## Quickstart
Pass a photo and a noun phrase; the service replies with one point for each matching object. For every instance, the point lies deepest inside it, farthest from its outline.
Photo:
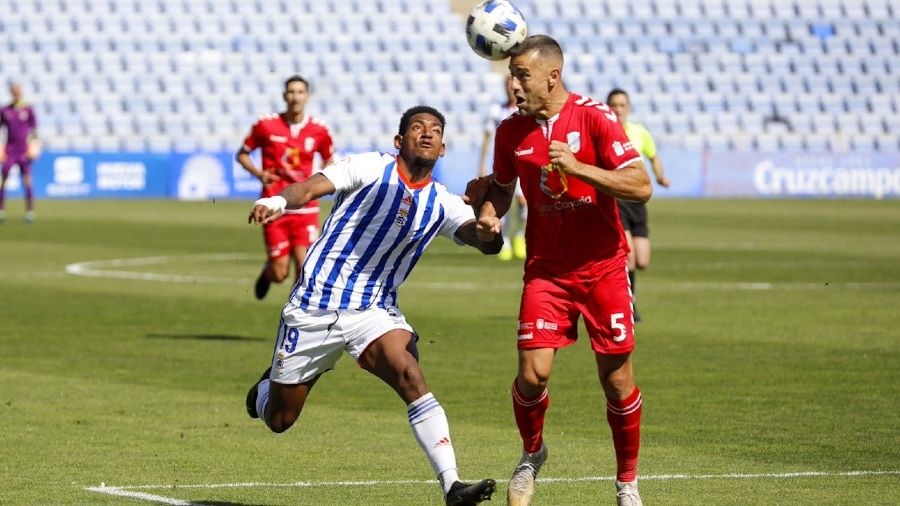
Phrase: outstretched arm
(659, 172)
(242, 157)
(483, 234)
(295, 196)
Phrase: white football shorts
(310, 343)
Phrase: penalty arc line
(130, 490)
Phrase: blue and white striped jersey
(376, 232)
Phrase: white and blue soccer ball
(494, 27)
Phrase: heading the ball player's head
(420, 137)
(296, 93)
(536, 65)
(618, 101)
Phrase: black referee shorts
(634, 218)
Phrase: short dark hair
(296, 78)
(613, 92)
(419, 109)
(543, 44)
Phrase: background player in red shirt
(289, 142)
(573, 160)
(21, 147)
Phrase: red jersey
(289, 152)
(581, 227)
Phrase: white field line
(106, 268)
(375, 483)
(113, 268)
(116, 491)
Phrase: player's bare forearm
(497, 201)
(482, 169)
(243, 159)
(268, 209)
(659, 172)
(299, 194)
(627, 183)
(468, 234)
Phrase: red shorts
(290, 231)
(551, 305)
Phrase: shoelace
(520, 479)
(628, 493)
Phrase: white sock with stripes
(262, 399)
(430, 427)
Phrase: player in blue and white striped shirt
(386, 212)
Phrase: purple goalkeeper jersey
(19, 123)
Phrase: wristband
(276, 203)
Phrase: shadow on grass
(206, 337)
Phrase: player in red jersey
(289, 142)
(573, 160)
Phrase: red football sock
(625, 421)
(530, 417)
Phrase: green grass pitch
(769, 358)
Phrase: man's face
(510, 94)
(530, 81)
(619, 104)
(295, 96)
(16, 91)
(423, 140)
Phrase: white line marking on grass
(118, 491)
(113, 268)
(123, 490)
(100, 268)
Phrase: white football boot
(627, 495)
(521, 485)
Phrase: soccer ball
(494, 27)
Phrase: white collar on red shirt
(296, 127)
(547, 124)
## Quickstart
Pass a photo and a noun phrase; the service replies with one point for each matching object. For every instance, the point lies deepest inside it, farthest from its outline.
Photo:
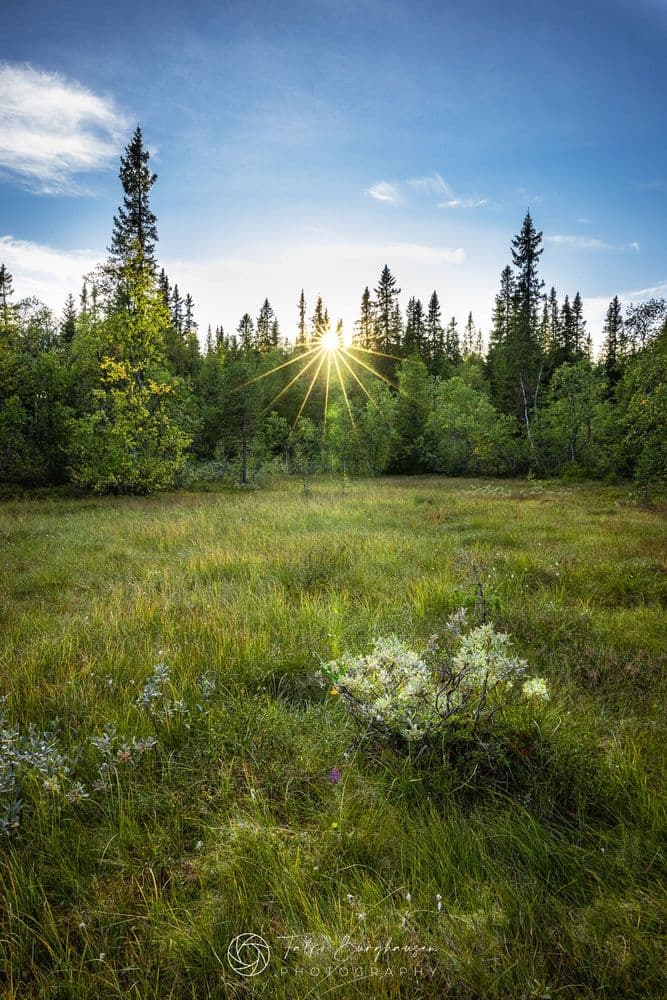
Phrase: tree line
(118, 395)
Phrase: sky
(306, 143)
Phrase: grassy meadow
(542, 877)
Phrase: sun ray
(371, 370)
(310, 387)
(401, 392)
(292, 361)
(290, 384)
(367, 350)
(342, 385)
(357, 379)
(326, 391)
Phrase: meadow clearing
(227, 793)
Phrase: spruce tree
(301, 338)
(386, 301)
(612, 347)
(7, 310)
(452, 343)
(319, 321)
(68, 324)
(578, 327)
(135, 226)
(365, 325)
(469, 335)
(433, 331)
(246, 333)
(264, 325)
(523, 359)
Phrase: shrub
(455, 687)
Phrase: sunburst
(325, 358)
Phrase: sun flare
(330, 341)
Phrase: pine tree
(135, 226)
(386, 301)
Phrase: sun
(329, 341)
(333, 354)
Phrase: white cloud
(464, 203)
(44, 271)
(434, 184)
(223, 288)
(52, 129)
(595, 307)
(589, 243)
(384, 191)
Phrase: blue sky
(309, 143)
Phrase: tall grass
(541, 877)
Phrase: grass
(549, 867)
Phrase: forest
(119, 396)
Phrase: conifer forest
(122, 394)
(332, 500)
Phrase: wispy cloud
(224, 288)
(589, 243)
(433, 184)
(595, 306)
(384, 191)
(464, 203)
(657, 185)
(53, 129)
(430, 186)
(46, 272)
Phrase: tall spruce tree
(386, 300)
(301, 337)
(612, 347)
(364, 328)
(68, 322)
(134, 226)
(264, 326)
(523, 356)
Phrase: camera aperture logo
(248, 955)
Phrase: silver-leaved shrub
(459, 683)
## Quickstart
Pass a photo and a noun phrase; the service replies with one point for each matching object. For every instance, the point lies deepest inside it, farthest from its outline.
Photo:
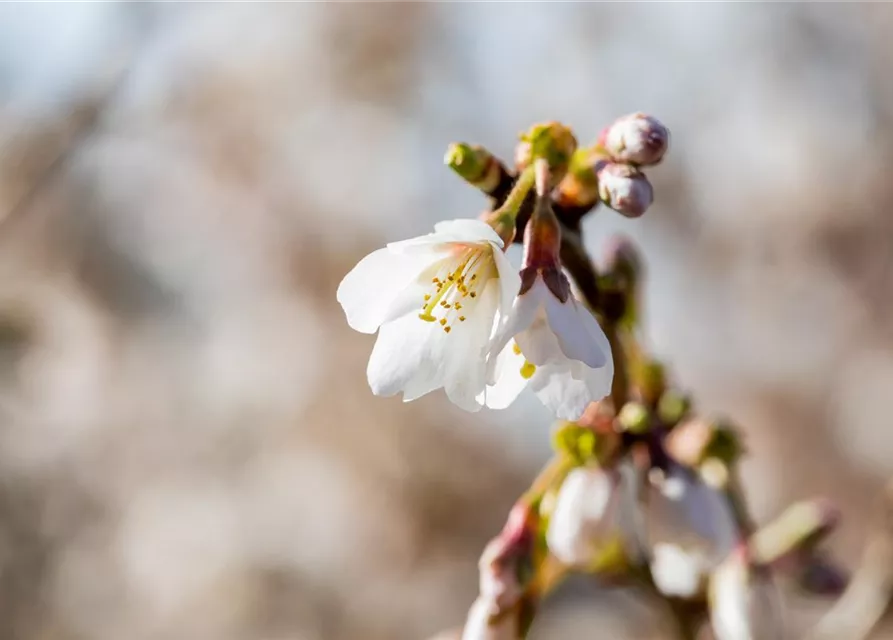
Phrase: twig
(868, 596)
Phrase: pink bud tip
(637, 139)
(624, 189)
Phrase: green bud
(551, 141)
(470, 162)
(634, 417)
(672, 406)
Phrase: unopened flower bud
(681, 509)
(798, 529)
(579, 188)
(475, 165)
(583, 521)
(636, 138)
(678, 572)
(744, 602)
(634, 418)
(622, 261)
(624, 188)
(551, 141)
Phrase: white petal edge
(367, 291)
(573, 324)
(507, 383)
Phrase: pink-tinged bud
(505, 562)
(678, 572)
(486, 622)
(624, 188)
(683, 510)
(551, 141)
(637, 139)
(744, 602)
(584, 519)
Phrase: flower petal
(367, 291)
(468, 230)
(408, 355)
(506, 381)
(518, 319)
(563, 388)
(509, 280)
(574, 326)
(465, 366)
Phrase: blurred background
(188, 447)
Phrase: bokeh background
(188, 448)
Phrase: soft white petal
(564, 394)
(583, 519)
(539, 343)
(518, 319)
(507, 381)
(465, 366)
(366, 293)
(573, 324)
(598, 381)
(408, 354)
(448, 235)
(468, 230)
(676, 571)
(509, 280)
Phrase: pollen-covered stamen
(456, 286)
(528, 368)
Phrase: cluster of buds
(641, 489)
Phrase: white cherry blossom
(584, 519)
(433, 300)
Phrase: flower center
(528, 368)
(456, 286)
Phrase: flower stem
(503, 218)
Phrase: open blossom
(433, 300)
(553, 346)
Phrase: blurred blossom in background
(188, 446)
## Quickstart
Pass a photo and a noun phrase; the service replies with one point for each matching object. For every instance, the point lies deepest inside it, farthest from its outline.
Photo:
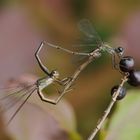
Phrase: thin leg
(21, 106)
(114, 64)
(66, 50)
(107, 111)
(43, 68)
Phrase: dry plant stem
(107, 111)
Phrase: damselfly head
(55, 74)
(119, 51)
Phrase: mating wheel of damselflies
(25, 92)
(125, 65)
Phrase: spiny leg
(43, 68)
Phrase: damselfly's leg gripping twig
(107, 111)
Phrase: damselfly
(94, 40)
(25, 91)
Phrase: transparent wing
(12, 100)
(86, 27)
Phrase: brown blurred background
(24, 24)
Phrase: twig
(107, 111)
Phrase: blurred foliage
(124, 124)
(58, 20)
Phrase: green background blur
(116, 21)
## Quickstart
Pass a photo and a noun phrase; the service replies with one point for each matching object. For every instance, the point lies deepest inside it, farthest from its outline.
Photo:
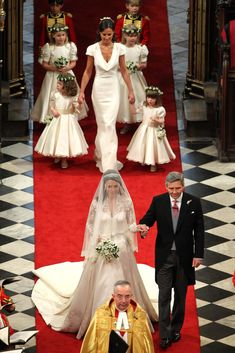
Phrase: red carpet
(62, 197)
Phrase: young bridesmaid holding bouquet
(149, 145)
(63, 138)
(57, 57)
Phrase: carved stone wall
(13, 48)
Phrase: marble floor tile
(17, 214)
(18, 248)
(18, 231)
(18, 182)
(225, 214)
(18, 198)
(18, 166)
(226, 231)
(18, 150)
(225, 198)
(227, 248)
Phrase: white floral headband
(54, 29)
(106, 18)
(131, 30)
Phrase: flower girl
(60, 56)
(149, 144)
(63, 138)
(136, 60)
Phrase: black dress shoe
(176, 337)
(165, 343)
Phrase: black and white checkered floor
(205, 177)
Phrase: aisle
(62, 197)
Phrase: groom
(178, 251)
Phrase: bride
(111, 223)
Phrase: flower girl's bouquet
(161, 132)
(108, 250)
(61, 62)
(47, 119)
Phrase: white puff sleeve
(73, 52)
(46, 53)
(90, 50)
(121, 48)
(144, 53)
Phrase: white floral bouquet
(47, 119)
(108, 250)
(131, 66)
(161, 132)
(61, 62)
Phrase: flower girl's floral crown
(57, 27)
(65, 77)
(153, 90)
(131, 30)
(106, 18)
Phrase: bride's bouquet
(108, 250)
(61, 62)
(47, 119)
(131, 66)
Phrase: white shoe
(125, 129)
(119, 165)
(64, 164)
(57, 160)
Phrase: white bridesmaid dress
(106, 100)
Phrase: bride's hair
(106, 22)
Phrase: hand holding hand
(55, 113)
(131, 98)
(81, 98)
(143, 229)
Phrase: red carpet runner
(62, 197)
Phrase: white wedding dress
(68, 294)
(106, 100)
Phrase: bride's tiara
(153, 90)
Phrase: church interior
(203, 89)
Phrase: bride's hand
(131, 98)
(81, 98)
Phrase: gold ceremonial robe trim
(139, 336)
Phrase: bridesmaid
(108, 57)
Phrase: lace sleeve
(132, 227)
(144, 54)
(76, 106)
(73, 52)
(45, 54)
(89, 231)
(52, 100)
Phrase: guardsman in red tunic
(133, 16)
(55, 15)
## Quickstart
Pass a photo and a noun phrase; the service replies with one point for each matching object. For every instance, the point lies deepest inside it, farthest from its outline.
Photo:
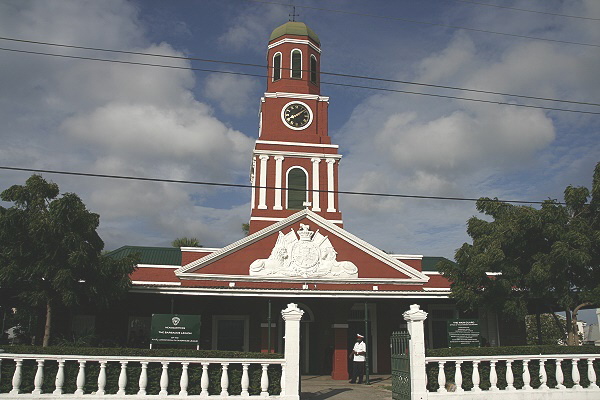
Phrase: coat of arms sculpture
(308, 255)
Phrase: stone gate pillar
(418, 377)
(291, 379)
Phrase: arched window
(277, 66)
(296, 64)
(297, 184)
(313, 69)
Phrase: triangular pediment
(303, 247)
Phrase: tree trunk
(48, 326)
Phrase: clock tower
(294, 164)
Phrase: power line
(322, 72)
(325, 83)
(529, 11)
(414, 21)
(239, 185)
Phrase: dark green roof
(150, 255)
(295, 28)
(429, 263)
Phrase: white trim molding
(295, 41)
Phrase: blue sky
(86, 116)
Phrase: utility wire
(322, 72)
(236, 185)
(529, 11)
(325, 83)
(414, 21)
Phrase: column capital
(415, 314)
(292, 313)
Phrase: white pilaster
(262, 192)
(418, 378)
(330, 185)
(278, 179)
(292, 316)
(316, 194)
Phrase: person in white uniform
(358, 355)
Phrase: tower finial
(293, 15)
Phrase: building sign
....................
WHAT TO WORK ON:
Leave out the pictures, and extract exactly the lines from the one with "Phrase: white floral bouquet" through the end of the records, both ends included.

RESULT OF THIS EXERCISE:
Phrase: white floral bouquet
(47, 119)
(108, 250)
(131, 66)
(161, 132)
(61, 62)
Phrase: flower girl's floral crown
(57, 27)
(65, 77)
(153, 90)
(131, 30)
(106, 18)
Phrase: bride's bouquet
(108, 250)
(61, 62)
(47, 119)
(131, 66)
Phrase: white shoe
(125, 129)
(119, 165)
(64, 164)
(57, 160)
Phrase: white bridesmaid dress
(106, 100)
Phrase: bride's hair
(106, 22)
Phrase: hand holding hand
(55, 113)
(131, 98)
(81, 98)
(143, 229)
Phrase: red carpet runner
(62, 197)
Phrase: white wedding dress
(68, 294)
(106, 100)
Phrase: bride's tiara
(153, 90)
Phrase: church interior
(203, 89)
Phrase: bride's hand
(131, 98)
(81, 98)
Phrase: gold ceremonial robe trim
(139, 336)
Phrase: bridesmaid
(108, 57)
Phrase: lace sleeve
(132, 227)
(144, 54)
(76, 106)
(73, 52)
(45, 54)
(89, 231)
(52, 100)
Phrase: guardsman in red tunic
(133, 16)
(55, 15)
## Quickstart
Pass a photo and a noun phrase; the service replies with one point for each matching object. For every instance, the point lies deepest inside it, farthest from its outline.
Photo:
Phrase: coat of arms sculpture
(308, 255)
Phrase: stone gate pillar
(418, 377)
(291, 379)
Phrase: arched window
(277, 66)
(296, 64)
(297, 184)
(313, 69)
Phrase: triangular pediment
(303, 247)
Phrase: tree trunk
(48, 326)
Phrase: clock tower
(294, 164)
Phrase: power line
(322, 72)
(325, 83)
(529, 11)
(414, 21)
(239, 185)
Phrase: dark green roof
(150, 255)
(295, 28)
(429, 263)
Phrase: white trim molding
(295, 41)
Phrase: blue sky
(86, 116)
Phrase: utility wire
(322, 72)
(236, 185)
(529, 11)
(325, 83)
(414, 21)
Phrase: column capital
(415, 314)
(292, 313)
Phrase: white pilaster
(262, 192)
(418, 378)
(330, 185)
(278, 179)
(292, 316)
(316, 194)
Phrase: person in white uniform
(358, 355)
Phrase: tower finial
(293, 15)
Phrase: building sign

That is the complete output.